**PROBLEM**
Transcribe the listing below in its entirety.

**DATA IN THIS EXERCISE**

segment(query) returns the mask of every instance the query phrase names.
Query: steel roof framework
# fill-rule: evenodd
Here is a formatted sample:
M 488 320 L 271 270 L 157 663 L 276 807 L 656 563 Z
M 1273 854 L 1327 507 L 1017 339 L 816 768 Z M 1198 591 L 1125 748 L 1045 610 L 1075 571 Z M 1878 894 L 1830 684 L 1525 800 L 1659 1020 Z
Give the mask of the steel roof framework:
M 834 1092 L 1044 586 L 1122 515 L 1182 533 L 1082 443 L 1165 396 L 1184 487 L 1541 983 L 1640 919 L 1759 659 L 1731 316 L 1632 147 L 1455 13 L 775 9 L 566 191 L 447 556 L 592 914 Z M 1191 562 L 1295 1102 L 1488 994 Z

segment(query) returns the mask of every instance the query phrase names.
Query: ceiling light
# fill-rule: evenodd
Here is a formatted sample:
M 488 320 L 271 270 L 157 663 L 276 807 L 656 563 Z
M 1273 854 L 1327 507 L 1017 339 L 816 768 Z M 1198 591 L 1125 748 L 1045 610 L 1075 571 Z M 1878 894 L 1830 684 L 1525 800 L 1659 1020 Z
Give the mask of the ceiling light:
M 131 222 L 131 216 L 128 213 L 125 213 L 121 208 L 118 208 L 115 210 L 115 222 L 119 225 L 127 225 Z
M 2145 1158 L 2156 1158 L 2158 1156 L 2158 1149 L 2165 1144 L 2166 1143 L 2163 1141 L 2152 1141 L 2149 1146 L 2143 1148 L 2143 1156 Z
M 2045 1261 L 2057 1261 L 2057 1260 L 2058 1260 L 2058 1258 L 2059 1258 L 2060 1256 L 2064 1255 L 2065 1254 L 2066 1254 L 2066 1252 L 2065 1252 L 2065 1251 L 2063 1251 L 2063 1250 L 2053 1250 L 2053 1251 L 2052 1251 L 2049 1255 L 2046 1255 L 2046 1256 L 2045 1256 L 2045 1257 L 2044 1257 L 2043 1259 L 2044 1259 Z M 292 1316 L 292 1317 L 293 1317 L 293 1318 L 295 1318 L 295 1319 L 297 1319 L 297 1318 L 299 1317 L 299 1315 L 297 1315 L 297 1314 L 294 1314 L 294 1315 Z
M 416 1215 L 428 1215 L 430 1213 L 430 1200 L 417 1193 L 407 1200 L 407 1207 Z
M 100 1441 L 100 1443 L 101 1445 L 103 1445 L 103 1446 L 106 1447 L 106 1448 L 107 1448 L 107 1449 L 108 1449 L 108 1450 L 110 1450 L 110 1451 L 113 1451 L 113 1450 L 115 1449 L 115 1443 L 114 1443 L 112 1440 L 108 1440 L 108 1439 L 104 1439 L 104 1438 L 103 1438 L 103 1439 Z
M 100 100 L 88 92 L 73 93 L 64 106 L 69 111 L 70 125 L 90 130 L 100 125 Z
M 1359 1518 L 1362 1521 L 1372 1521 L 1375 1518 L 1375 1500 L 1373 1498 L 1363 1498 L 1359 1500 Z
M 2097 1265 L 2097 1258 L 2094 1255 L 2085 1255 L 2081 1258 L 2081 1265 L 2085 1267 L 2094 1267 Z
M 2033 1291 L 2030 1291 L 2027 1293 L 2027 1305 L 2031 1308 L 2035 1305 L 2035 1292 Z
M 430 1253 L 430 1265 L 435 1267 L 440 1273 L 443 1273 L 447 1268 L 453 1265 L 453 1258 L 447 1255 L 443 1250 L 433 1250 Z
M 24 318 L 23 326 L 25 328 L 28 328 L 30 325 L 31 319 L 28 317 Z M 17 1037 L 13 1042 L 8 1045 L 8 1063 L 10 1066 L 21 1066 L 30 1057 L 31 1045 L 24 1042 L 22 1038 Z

**RESPONSE FOR THIS EXERCISE**
segment(query) returns the mask of every instance the query phrase names.
Query: steel roof framework
# fill-rule: evenodd
Here is a formatted sample:
M 488 320 L 271 270 L 157 663 L 276 807 L 656 563 Z
M 1273 854 L 1327 507 L 1017 339 L 816 768 Z M 1198 591 L 1125 748 L 1045 610 L 1075 571 Z M 1878 894 L 1830 684 L 1525 800 L 1659 1020 Z
Give the mask of the steel roof framework:
M 834 1092 L 1044 586 L 1122 515 L 1182 533 L 1082 443 L 1165 396 L 1184 487 L 1541 983 L 1640 919 L 1759 659 L 1731 316 L 1632 147 L 1455 13 L 775 9 L 566 191 L 447 556 L 592 914 Z M 1191 562 L 1295 1102 L 1488 994 Z

segment(query) returns the mask of every instance the query phrase names.
Query: ceiling light
# fill-rule: evenodd
Here is a formatted sample:
M 488 320 L 271 270 L 157 663 L 276 807 L 656 563 Z
M 1273 854 L 1327 507 L 1017 339 L 816 768 Z M 1198 591 L 1125 748 L 1045 610 L 1075 571 Z M 1878 894 L 1830 684 L 1525 800 L 1659 1020 Z
Give the mask of the ceiling light:
M 131 222 L 131 216 L 128 213 L 125 213 L 121 208 L 118 208 L 115 210 L 115 222 L 119 225 L 127 225 Z
M 2145 1158 L 2156 1158 L 2158 1156 L 2158 1149 L 2165 1144 L 2166 1143 L 2163 1141 L 2152 1141 L 2149 1146 L 2143 1148 L 2143 1156 Z
M 2045 1261 L 2057 1261 L 2057 1260 L 2058 1260 L 2058 1258 L 2059 1258 L 2060 1256 L 2064 1255 L 2065 1254 L 2066 1254 L 2066 1252 L 2065 1252 L 2065 1251 L 2063 1251 L 2063 1250 L 2053 1250 L 2053 1251 L 2052 1251 L 2049 1255 L 2046 1255 L 2046 1256 L 2045 1256 L 2045 1257 L 2044 1257 L 2043 1259 L 2044 1259 Z M 292 1316 L 292 1317 L 293 1317 L 293 1318 L 295 1318 L 295 1319 L 297 1319 L 297 1318 L 299 1317 L 299 1315 L 297 1315 L 297 1314 L 294 1314 L 294 1315 Z
M 416 1215 L 428 1215 L 430 1213 L 430 1200 L 417 1193 L 407 1200 L 407 1207 Z
M 100 1441 L 100 1443 L 101 1445 L 103 1445 L 103 1446 L 106 1447 L 106 1448 L 107 1448 L 107 1449 L 108 1449 L 108 1450 L 110 1450 L 110 1451 L 113 1451 L 113 1450 L 115 1449 L 115 1443 L 114 1443 L 112 1440 L 108 1440 L 108 1439 L 104 1439 L 104 1438 L 103 1438 L 103 1439 Z
M 100 100 L 88 92 L 73 93 L 64 106 L 69 111 L 70 125 L 90 130 L 100 125 Z
M 1359 1518 L 1362 1521 L 1372 1521 L 1375 1518 L 1375 1500 L 1373 1498 L 1363 1498 L 1359 1500 Z
M 2097 1265 L 2097 1258 L 2094 1255 L 2085 1255 L 2081 1258 L 2081 1265 L 2085 1267 L 2094 1267 Z
M 2033 1291 L 2030 1291 L 2027 1293 L 2027 1305 L 2031 1308 L 2035 1305 L 2035 1292 Z
M 430 1253 L 430 1265 L 435 1267 L 440 1273 L 443 1273 L 447 1268 L 453 1265 L 453 1258 L 447 1255 L 443 1250 L 433 1250 Z
M 24 318 L 23 326 L 25 328 L 28 328 L 30 325 L 31 319 L 28 317 Z M 17 1037 L 13 1042 L 8 1045 L 8 1063 L 10 1066 L 21 1066 L 30 1057 L 31 1045 L 24 1042 L 22 1038 Z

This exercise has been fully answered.